Pull out every line in the entries below that contains the word "white", and copy each one in full.

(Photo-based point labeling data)
┏━━

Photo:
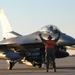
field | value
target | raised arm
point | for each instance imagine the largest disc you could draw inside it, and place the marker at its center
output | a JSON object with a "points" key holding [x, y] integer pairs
{"points": [[57, 37], [43, 40]]}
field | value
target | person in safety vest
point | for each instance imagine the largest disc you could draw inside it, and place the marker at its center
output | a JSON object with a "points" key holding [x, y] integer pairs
{"points": [[50, 50]]}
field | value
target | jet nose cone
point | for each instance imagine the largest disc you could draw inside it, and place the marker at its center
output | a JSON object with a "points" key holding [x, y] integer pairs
{"points": [[66, 40]]}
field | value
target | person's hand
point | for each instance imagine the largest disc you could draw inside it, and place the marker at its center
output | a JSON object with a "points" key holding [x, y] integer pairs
{"points": [[39, 34]]}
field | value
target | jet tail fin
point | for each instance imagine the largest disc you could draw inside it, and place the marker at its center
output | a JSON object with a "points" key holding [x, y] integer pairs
{"points": [[6, 28]]}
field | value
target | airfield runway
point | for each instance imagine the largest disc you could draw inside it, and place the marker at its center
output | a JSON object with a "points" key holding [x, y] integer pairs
{"points": [[65, 66]]}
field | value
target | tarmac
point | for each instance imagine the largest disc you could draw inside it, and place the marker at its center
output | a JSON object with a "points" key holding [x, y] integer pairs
{"points": [[65, 66]]}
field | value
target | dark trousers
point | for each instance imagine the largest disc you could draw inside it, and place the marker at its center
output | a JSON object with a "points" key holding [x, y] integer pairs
{"points": [[50, 58]]}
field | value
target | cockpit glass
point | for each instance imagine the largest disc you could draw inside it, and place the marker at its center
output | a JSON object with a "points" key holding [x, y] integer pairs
{"points": [[49, 29]]}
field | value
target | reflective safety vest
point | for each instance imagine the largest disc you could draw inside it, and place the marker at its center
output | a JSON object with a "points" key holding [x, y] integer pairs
{"points": [[50, 44]]}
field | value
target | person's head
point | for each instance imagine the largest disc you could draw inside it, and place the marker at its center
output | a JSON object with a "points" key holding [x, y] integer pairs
{"points": [[49, 37]]}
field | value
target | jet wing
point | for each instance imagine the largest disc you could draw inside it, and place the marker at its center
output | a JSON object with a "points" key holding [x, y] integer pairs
{"points": [[29, 39]]}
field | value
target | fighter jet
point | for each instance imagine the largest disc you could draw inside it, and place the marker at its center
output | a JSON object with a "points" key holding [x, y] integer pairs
{"points": [[29, 49]]}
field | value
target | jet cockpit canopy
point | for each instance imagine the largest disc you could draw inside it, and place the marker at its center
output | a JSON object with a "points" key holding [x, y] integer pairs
{"points": [[49, 29]]}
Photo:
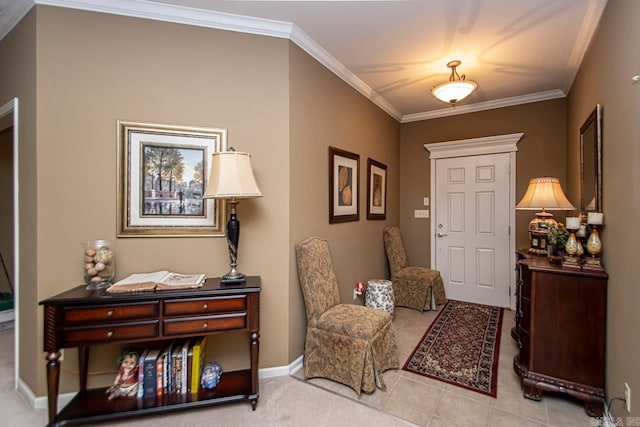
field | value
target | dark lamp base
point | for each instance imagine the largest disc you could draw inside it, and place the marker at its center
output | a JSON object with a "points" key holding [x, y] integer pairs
{"points": [[233, 280]]}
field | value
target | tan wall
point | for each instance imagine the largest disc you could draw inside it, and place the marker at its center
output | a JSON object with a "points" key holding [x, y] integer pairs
{"points": [[541, 151], [605, 78], [18, 71], [6, 201], [325, 112], [94, 69]]}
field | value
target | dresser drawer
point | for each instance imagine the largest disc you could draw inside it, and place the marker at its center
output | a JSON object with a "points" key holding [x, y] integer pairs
{"points": [[110, 313], [108, 333], [198, 306], [195, 325]]}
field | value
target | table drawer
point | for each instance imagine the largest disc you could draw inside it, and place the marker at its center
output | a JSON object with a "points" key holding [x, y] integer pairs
{"points": [[108, 333], [194, 325], [110, 313], [205, 305]]}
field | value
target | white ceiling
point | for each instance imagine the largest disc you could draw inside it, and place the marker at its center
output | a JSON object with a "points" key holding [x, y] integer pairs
{"points": [[395, 51]]}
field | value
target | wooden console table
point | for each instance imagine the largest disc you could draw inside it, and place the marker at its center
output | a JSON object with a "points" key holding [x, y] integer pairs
{"points": [[560, 330], [81, 318]]}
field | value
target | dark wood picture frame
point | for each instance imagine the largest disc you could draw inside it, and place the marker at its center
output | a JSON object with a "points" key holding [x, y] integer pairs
{"points": [[376, 190], [344, 173]]}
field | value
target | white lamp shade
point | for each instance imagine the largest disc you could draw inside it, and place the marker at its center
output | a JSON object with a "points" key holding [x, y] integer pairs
{"points": [[452, 92], [545, 193], [231, 176]]}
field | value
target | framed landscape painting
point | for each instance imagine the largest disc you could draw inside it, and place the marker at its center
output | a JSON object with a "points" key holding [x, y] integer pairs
{"points": [[162, 173], [344, 170], [376, 190]]}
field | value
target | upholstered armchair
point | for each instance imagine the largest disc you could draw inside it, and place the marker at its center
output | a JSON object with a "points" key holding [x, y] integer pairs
{"points": [[347, 343], [412, 286]]}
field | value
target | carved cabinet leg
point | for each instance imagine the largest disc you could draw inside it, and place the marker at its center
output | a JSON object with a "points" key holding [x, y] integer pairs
{"points": [[53, 381]]}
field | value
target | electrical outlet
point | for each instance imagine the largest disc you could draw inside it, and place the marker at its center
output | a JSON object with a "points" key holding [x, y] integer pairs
{"points": [[627, 396]]}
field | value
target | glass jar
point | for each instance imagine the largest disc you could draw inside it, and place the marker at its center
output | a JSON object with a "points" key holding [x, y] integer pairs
{"points": [[99, 264]]}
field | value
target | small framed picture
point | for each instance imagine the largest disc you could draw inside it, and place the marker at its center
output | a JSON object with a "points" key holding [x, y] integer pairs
{"points": [[344, 170], [376, 190], [162, 173]]}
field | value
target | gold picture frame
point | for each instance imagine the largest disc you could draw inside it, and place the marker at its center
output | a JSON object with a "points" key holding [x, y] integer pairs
{"points": [[162, 173], [344, 173], [376, 190]]}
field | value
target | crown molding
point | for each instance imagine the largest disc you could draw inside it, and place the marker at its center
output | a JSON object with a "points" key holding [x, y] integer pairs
{"points": [[230, 22], [179, 15], [482, 106], [12, 14], [265, 27], [309, 45]]}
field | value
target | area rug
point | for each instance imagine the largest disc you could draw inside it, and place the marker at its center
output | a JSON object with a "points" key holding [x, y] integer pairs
{"points": [[461, 347]]}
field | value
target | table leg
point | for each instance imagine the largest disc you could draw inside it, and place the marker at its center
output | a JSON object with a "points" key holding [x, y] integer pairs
{"points": [[53, 381], [83, 366], [255, 349]]}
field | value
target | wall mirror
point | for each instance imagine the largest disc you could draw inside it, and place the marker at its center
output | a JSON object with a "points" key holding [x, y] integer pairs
{"points": [[591, 162]]}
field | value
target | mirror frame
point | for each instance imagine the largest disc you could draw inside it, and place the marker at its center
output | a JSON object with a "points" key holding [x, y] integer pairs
{"points": [[594, 119]]}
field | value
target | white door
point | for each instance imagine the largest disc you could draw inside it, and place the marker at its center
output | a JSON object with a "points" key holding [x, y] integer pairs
{"points": [[472, 211]]}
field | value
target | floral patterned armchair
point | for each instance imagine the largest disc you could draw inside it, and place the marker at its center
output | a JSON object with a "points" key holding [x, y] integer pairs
{"points": [[347, 343], [412, 286]]}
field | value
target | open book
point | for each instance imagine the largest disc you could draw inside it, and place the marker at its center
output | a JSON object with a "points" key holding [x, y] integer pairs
{"points": [[160, 280]]}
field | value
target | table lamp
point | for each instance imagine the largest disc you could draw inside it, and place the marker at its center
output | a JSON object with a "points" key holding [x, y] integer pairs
{"points": [[232, 179], [544, 193]]}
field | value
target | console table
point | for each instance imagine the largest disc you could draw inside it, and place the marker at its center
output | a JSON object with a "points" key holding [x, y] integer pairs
{"points": [[560, 330], [82, 318]]}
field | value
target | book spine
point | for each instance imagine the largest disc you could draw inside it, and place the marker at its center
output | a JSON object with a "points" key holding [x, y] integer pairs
{"points": [[159, 374], [185, 367], [141, 374], [195, 366], [150, 366]]}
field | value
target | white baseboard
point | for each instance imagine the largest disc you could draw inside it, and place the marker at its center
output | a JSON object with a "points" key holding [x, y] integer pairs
{"points": [[41, 402]]}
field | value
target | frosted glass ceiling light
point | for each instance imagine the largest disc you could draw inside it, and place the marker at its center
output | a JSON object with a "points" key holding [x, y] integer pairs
{"points": [[456, 89]]}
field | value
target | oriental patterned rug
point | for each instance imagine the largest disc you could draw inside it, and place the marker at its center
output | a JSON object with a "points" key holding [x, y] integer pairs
{"points": [[461, 347]]}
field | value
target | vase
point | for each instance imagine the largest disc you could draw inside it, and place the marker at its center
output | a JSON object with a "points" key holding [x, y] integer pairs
{"points": [[594, 245], [99, 264]]}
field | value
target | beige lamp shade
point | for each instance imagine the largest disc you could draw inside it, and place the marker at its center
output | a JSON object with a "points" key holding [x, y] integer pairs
{"points": [[452, 92], [231, 177], [545, 193]]}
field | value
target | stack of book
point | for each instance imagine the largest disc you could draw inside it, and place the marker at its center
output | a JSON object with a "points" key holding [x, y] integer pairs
{"points": [[176, 369]]}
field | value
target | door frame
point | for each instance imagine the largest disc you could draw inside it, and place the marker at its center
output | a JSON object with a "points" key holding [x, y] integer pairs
{"points": [[474, 147], [11, 107]]}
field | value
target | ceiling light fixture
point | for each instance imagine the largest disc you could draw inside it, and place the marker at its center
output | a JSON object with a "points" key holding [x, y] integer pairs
{"points": [[456, 89]]}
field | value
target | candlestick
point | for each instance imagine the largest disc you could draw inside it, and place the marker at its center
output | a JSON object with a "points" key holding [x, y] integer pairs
{"points": [[573, 223], [595, 218]]}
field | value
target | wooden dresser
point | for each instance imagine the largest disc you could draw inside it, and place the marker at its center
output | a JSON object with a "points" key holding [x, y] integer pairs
{"points": [[560, 330], [81, 318]]}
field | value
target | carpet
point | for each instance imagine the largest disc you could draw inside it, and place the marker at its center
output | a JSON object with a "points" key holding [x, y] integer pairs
{"points": [[461, 347]]}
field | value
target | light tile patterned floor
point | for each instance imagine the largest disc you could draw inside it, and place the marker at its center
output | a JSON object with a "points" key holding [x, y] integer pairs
{"points": [[428, 402]]}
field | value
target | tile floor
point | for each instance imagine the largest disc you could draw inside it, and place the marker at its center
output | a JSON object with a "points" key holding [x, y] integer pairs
{"points": [[428, 402]]}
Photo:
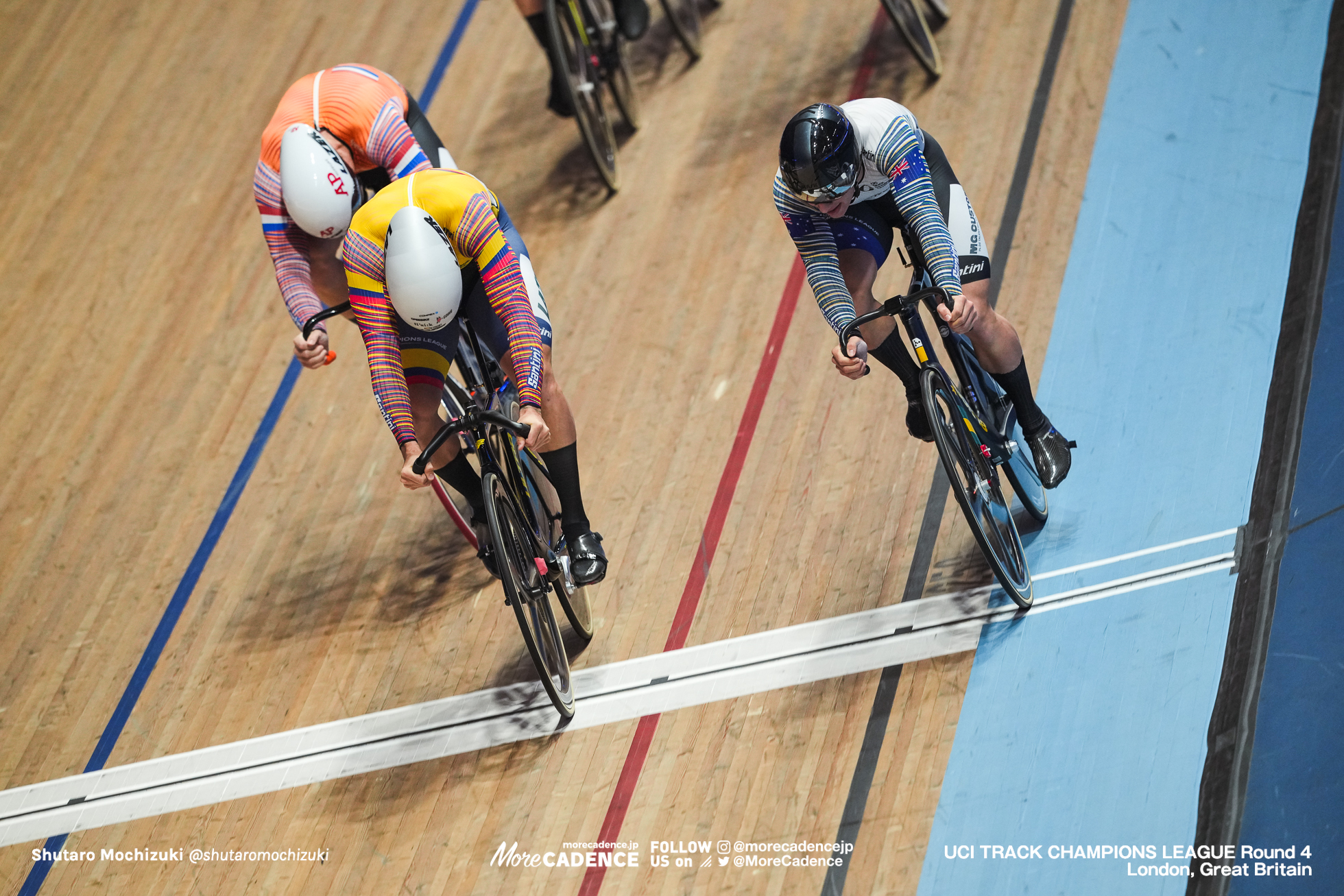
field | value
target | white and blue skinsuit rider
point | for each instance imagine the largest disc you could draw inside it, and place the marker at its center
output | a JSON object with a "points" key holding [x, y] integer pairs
{"points": [[848, 179]]}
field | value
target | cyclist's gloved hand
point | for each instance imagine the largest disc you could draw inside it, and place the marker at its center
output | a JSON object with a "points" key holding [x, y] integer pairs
{"points": [[856, 363], [961, 317], [539, 435], [411, 480], [311, 352]]}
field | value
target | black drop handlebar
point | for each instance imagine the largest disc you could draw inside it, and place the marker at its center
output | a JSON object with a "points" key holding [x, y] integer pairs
{"points": [[893, 308], [323, 315], [468, 421]]}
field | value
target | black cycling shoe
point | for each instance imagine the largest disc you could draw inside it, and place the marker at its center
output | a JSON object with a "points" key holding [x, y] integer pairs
{"points": [[588, 559], [485, 553], [634, 18], [918, 422], [1050, 449]]}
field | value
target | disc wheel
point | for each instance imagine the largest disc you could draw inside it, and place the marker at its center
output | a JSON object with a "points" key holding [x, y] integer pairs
{"points": [[546, 507], [974, 483], [684, 16], [913, 25], [529, 594], [577, 53]]}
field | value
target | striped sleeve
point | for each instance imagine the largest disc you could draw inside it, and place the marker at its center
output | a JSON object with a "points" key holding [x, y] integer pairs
{"points": [[378, 326], [816, 245], [288, 247], [901, 158], [480, 237], [392, 145]]}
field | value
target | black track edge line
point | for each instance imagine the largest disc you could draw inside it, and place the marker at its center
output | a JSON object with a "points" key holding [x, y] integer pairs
{"points": [[1232, 729], [875, 732], [1027, 154], [882, 701]]}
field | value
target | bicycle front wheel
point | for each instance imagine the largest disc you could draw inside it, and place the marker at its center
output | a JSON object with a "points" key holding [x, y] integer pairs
{"points": [[529, 594], [684, 16], [974, 483], [575, 47], [913, 25]]}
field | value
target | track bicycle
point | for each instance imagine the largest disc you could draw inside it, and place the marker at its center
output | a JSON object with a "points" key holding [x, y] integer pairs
{"points": [[914, 27], [974, 428], [586, 45], [523, 512], [522, 508]]}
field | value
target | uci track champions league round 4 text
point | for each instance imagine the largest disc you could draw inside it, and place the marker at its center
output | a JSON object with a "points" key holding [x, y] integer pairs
{"points": [[1148, 860]]}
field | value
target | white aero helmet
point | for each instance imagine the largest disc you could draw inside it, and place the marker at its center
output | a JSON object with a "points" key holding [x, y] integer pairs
{"points": [[424, 281], [320, 193]]}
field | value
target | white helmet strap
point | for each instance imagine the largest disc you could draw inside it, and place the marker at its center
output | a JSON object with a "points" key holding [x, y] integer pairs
{"points": [[317, 80]]}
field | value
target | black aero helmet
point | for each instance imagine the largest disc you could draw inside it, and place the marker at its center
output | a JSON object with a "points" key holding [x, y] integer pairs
{"points": [[819, 154]]}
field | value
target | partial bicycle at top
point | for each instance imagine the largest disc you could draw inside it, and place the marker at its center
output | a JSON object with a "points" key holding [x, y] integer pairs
{"points": [[586, 43]]}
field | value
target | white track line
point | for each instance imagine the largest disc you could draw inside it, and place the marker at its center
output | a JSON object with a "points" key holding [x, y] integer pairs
{"points": [[1132, 555], [620, 691]]}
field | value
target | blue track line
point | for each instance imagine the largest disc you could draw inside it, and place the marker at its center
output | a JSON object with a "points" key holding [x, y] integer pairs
{"points": [[149, 659], [1089, 727]]}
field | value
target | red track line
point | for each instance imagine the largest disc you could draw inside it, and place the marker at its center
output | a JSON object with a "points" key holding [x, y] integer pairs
{"points": [[718, 513]]}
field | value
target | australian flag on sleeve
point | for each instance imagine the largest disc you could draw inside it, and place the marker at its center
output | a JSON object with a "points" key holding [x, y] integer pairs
{"points": [[910, 168]]}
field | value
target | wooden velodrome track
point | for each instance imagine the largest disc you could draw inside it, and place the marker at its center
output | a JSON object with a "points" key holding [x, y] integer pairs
{"points": [[144, 339]]}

┗━━

- **ANSWER**
target | white ceiling
target | white lamp shade
target | white door
target | white baseboard
target | white and blue skinsuit rider
target | white aero helmet
target | white helmet strap
target | white track line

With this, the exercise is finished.